## What you are asked to do
Write out, word for word, only the lines from the one containing "point: one pixel per instance, each like <point>3,94</point>." through the final line of the data.

## Task material
>>>>>

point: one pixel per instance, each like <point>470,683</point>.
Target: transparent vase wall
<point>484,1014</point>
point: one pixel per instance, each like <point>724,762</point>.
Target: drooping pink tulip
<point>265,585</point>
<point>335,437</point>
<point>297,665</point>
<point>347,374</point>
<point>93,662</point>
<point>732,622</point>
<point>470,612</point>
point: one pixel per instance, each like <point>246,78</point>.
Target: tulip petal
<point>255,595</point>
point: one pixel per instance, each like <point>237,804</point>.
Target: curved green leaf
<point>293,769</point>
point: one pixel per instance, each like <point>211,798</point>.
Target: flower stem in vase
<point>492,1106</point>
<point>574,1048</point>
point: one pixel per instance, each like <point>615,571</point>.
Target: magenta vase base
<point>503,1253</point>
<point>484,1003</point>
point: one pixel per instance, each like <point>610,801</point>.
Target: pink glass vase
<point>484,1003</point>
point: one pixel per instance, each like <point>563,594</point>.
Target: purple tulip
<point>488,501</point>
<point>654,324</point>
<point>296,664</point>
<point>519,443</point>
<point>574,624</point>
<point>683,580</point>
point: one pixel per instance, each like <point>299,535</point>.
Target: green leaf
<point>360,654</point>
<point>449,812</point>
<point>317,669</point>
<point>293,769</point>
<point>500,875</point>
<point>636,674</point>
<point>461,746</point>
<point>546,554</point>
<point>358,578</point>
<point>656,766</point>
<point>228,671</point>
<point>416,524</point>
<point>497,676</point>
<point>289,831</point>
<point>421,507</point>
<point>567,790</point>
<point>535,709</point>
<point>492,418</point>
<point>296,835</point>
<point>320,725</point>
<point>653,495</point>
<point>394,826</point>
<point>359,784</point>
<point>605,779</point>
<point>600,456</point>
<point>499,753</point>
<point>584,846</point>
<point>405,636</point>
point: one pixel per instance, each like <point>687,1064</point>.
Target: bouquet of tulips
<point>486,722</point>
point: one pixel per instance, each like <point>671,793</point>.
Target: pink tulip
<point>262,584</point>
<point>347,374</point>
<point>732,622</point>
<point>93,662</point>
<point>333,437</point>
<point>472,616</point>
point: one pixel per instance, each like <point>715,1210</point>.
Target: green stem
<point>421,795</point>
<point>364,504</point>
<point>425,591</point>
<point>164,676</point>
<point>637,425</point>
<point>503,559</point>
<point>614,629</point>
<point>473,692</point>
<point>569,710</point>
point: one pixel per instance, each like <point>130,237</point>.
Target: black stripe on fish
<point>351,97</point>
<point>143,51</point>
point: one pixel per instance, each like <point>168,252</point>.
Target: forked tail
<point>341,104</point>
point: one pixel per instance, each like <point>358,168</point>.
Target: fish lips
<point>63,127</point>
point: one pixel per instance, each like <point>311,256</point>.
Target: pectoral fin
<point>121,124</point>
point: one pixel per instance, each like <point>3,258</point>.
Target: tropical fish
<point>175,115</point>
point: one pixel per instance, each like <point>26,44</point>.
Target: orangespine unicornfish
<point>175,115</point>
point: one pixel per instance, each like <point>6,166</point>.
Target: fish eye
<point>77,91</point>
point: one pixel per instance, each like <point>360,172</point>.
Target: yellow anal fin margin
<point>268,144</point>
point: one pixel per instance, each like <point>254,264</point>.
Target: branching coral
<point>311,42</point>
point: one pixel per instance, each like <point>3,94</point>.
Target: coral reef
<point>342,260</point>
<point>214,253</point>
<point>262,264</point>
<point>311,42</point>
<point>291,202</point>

<<<<<

## Task result
point: one pixel per instance, each like <point>3,94</point>.
Target: coral reef
<point>342,260</point>
<point>214,253</point>
<point>262,264</point>
<point>311,42</point>
<point>291,202</point>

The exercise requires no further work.